- _WHAT IS REQUIRED_
Copy out, word for word, the part of the listing that opens with the line containing "like [530, 741]." and runs through the end of the listing. Leave the pictures out of your copy.

Image object location listing:
= = = = =

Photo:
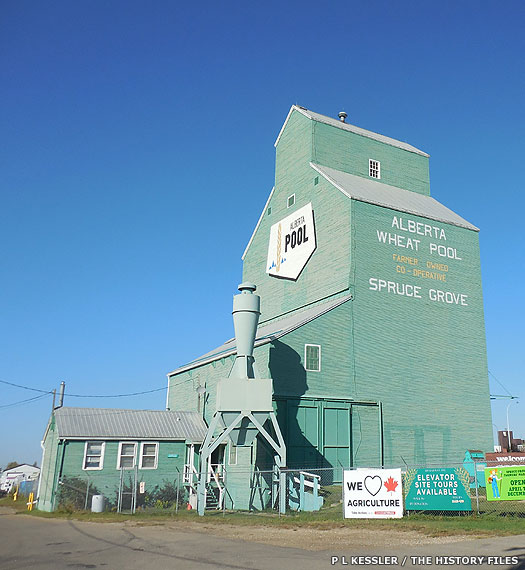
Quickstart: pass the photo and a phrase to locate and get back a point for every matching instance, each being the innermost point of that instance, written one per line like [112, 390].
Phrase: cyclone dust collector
[244, 402]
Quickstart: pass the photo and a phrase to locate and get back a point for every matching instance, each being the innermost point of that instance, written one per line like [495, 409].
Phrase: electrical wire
[115, 395]
[500, 383]
[86, 395]
[27, 400]
[26, 387]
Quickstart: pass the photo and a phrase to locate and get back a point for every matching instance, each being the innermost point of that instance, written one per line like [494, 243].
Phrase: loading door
[336, 434]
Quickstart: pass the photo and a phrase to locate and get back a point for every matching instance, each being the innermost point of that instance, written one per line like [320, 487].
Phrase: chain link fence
[257, 490]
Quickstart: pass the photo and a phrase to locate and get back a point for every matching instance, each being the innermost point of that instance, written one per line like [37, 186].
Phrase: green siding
[331, 214]
[66, 461]
[48, 469]
[350, 153]
[426, 360]
[421, 361]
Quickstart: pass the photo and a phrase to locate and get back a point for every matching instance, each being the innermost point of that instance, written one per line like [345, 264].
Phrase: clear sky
[137, 154]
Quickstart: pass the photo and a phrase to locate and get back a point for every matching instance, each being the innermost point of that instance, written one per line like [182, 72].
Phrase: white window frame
[305, 362]
[101, 466]
[142, 444]
[233, 448]
[374, 165]
[119, 456]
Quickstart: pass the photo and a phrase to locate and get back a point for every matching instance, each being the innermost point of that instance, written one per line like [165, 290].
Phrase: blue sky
[137, 154]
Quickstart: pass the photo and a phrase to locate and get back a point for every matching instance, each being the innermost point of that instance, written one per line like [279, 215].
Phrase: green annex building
[104, 450]
[371, 323]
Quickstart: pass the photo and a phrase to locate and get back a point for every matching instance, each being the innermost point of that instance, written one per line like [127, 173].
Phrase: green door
[336, 434]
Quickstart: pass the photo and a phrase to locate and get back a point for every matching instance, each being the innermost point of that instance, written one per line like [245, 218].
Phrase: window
[374, 168]
[93, 455]
[312, 357]
[126, 455]
[232, 459]
[149, 453]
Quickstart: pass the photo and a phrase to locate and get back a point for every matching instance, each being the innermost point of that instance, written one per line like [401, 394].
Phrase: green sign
[439, 489]
[505, 483]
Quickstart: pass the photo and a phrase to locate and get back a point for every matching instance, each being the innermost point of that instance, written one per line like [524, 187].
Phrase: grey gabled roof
[365, 190]
[110, 423]
[267, 332]
[348, 127]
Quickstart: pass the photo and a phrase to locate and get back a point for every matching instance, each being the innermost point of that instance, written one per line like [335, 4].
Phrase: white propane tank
[98, 503]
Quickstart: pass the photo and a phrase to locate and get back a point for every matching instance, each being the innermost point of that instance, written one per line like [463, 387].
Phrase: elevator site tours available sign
[373, 493]
[292, 242]
[439, 489]
[505, 483]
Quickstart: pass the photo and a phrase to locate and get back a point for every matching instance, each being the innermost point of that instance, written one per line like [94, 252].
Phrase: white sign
[373, 493]
[292, 242]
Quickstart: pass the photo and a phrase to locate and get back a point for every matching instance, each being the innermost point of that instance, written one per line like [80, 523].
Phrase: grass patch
[492, 524]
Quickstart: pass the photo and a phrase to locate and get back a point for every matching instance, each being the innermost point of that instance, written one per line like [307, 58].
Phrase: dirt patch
[318, 539]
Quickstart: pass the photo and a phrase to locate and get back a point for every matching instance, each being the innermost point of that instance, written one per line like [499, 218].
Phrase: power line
[27, 400]
[26, 387]
[114, 395]
[86, 395]
[504, 387]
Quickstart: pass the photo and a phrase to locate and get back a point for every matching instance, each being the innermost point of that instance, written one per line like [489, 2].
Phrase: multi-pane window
[94, 455]
[232, 459]
[374, 168]
[312, 357]
[126, 455]
[149, 453]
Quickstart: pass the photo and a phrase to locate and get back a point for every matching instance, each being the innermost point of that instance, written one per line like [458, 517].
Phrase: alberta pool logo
[292, 242]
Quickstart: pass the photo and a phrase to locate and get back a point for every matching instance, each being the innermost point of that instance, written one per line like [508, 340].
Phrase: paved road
[56, 544]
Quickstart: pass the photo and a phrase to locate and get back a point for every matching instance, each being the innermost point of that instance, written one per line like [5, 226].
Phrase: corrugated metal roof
[266, 332]
[365, 190]
[109, 423]
[352, 128]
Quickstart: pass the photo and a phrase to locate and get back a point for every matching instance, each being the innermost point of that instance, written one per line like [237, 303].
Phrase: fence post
[87, 494]
[178, 491]
[343, 490]
[476, 483]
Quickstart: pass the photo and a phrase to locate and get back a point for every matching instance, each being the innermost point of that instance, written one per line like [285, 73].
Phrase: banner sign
[505, 483]
[373, 493]
[439, 489]
[292, 242]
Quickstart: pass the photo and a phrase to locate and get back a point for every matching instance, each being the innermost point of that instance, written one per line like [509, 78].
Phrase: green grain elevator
[371, 323]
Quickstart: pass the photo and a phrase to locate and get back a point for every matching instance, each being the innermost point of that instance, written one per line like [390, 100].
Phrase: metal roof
[107, 423]
[266, 332]
[372, 192]
[348, 127]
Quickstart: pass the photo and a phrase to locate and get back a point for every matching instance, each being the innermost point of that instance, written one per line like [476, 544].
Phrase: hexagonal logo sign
[292, 242]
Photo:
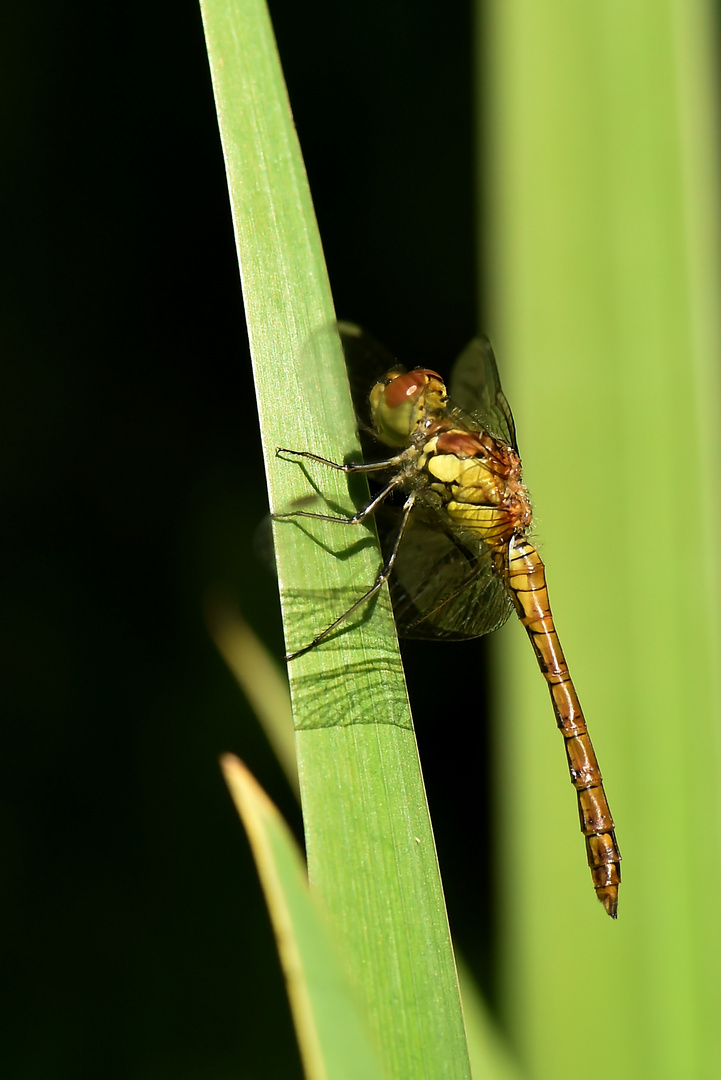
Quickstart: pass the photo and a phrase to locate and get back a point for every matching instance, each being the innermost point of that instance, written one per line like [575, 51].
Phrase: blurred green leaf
[370, 850]
[603, 270]
[334, 1043]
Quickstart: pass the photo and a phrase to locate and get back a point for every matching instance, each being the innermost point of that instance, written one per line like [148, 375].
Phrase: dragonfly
[460, 557]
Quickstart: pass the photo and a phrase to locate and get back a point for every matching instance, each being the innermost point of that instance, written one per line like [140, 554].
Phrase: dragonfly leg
[349, 467]
[354, 518]
[383, 575]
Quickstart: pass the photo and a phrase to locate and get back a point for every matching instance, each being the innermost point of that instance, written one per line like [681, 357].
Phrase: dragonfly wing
[444, 583]
[475, 388]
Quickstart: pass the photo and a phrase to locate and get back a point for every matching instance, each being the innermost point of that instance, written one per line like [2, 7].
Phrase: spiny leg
[349, 467]
[384, 574]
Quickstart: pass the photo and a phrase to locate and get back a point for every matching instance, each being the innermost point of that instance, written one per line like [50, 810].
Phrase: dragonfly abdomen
[527, 580]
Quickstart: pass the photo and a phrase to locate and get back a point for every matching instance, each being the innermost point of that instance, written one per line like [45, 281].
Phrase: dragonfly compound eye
[400, 401]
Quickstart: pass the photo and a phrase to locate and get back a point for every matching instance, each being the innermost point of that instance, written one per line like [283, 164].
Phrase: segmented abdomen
[527, 580]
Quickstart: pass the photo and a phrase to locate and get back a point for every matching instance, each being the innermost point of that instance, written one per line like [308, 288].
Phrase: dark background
[138, 943]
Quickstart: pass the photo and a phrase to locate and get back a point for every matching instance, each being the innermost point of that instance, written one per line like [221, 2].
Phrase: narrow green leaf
[268, 691]
[259, 677]
[603, 269]
[334, 1042]
[370, 849]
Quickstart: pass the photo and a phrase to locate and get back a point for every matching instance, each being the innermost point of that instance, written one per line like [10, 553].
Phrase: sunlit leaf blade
[268, 691]
[332, 1040]
[370, 850]
[601, 151]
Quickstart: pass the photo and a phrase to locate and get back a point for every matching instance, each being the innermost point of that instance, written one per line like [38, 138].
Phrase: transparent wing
[475, 389]
[444, 584]
[367, 361]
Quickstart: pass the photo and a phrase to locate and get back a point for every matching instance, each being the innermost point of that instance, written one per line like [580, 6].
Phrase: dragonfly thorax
[406, 403]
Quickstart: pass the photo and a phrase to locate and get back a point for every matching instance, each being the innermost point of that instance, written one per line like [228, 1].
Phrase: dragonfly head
[402, 401]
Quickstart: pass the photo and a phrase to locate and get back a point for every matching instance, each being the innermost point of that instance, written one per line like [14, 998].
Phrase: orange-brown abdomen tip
[609, 898]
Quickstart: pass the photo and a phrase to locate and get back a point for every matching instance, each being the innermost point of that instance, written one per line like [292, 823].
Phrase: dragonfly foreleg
[354, 518]
[349, 467]
[383, 575]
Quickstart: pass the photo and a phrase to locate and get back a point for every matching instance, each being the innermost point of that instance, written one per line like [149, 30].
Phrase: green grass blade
[603, 269]
[267, 689]
[370, 850]
[259, 677]
[334, 1042]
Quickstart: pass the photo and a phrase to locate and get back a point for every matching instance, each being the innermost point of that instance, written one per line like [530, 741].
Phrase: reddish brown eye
[404, 388]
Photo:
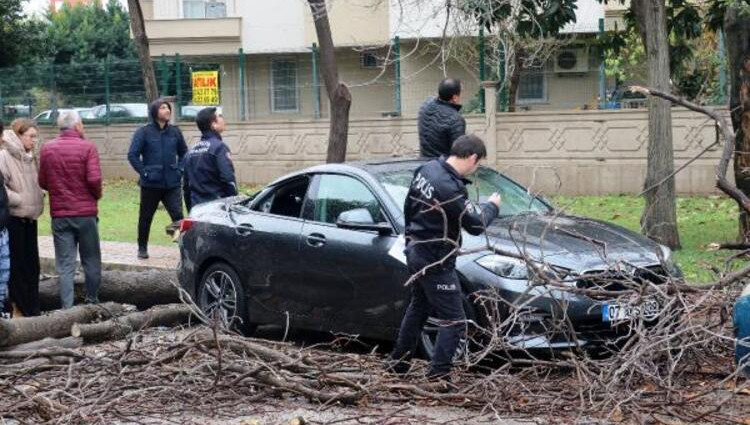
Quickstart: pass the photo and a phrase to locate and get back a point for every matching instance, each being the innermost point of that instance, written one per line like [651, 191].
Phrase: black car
[322, 249]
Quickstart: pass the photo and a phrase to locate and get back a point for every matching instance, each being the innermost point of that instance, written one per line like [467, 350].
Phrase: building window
[284, 85]
[532, 85]
[202, 9]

= = = = =

- _FULL RESPONSE_
Quickstart: pass the photo and a phrase to locate and get back a point for every matching instance, each being the innermost point of that instance, written one per line like [530, 741].
Phrase: reddish brown eye
[404, 388]
Photo:
Quickstart: pass the photo and a phrase to locate and get back a point for every matching instance, each being the innermost point of that instance, written one per line like [651, 191].
Phrase: black car
[322, 249]
Quickstart: pass the photo and a phrase to locate and get back a point for every matching instance, each being the innermost point of that instance, written one per line like [467, 350].
Phrase: building window
[284, 85]
[532, 85]
[202, 9]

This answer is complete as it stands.